- TASK TO CARRY OUT: Reproduce, unchanged, the lines that begin with the one containing "target: clump of weed" and end with the one containing "Return the outline of every instance of the clump", including both of those lines.

- GIVEN ENTRIES:

⁂

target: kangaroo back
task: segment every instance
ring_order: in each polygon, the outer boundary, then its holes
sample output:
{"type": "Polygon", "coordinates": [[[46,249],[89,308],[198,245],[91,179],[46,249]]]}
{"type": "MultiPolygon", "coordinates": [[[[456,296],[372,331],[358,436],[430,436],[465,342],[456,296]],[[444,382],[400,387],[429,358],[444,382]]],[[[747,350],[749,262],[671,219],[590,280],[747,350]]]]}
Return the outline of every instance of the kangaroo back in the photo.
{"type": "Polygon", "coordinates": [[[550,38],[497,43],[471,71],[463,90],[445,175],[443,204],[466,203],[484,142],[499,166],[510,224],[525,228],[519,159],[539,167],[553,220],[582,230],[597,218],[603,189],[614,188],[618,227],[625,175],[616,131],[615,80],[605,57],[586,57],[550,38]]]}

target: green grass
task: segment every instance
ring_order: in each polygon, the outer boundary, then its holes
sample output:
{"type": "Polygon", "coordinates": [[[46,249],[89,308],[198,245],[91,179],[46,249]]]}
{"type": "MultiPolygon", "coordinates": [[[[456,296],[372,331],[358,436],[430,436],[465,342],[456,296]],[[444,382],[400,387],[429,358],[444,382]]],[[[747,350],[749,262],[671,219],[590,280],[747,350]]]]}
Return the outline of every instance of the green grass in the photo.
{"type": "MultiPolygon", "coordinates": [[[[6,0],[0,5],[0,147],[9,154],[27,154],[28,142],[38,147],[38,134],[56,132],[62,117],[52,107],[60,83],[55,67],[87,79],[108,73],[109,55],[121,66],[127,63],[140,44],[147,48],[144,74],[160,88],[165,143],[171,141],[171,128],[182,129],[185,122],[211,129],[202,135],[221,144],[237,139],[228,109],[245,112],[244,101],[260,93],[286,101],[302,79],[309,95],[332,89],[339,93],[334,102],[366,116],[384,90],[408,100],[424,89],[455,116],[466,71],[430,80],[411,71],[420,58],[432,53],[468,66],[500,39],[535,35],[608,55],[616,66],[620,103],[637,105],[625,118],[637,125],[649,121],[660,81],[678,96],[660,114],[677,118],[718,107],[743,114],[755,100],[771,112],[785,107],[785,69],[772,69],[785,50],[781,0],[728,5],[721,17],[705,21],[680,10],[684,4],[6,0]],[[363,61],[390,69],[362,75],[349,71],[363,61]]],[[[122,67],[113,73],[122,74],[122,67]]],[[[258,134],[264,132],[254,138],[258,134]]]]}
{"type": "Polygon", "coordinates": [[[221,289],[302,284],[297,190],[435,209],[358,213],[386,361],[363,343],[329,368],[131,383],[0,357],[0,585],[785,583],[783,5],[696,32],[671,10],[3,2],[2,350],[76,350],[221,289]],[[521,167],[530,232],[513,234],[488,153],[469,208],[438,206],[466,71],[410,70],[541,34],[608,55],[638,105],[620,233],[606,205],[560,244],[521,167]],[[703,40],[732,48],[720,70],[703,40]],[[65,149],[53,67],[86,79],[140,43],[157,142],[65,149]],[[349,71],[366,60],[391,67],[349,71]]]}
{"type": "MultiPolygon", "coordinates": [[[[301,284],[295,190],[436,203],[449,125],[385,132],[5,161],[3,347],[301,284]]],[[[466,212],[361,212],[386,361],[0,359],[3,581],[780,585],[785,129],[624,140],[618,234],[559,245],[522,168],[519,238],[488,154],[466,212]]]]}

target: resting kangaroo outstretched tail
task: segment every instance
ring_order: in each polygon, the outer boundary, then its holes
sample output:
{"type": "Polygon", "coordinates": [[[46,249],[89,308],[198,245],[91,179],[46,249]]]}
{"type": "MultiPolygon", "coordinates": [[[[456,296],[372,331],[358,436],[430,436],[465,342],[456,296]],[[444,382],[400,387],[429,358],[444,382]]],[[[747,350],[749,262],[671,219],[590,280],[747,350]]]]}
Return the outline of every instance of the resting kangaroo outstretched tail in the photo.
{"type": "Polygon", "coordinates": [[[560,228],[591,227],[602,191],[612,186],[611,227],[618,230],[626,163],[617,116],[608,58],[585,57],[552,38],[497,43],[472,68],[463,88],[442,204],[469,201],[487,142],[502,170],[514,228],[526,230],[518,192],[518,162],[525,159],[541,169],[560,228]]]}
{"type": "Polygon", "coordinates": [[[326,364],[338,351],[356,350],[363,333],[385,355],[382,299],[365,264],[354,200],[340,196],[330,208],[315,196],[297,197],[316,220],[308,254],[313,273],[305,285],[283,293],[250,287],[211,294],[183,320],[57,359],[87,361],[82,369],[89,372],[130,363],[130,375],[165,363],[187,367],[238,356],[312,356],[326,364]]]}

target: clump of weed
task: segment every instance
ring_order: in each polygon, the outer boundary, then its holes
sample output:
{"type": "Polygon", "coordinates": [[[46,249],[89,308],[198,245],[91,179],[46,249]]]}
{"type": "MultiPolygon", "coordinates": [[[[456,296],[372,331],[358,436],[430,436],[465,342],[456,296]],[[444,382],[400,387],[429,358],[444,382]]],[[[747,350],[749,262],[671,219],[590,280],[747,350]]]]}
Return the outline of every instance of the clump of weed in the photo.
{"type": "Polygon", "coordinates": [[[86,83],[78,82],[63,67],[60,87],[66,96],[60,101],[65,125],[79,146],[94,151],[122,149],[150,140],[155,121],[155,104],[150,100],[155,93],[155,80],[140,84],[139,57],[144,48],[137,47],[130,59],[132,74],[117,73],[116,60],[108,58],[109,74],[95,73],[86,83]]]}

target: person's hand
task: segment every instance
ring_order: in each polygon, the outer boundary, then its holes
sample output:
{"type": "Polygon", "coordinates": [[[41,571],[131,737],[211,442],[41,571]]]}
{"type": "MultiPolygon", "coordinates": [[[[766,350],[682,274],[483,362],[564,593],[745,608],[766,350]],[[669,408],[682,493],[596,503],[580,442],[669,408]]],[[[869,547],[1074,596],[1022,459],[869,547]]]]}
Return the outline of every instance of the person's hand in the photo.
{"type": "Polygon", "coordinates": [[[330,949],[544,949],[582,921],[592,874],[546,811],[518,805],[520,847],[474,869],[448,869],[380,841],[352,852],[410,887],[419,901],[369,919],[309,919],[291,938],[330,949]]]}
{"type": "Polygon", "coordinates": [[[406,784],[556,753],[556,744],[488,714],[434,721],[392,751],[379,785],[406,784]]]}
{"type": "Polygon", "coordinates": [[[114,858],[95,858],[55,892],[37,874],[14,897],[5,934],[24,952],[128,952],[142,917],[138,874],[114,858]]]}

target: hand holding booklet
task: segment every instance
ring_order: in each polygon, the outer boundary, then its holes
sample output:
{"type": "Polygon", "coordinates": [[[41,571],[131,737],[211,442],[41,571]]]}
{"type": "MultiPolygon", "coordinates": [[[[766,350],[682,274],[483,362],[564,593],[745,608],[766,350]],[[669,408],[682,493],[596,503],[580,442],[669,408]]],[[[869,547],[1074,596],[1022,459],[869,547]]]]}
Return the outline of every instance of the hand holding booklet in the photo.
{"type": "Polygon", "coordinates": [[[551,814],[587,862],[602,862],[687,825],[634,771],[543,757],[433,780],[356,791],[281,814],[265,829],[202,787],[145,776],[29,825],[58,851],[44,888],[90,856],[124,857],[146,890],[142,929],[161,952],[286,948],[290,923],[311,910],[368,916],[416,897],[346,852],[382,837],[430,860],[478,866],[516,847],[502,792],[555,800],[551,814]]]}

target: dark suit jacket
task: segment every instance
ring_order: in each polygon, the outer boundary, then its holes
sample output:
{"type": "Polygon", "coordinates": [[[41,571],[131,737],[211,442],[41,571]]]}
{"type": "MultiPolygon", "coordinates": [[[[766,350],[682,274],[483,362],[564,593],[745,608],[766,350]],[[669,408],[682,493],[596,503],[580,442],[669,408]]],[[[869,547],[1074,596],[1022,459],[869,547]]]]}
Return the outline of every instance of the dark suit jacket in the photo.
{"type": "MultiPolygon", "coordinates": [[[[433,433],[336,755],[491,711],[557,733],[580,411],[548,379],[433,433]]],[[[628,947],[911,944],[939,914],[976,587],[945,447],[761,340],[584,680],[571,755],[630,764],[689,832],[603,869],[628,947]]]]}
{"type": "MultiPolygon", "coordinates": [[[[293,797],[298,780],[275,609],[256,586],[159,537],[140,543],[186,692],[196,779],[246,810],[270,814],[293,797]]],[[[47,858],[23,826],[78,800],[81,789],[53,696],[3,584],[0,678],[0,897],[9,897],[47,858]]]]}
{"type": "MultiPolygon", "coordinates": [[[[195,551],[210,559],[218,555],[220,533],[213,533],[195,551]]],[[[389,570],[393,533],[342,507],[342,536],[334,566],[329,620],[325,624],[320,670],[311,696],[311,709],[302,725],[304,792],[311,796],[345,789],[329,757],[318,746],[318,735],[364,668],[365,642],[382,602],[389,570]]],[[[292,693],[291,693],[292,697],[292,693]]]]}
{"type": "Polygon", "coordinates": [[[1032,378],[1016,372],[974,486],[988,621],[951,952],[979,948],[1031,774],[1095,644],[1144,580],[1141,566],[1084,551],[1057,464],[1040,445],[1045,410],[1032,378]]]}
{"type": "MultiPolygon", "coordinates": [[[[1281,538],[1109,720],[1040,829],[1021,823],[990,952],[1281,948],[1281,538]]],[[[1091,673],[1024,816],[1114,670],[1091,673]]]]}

⁂

- ANSWER BELOW:
target: clump of weed
task: segment every instance
ring_order: in each polygon, the outer boundary, then its holes
sample output:
{"type": "Polygon", "coordinates": [[[46,249],[89,308],[198,245],[91,179],[46,249]]]}
{"type": "MultiPolygon", "coordinates": [[[[456,296],[372,331],[358,436],[430,436],[465,342],[456,296]],[[444,382],[400,387],[429,358],[444,382]]],[[[747,350],[749,262],[671,219],[590,280],[747,350]]]]}
Return the outline of every instance of the clump of weed in the photo.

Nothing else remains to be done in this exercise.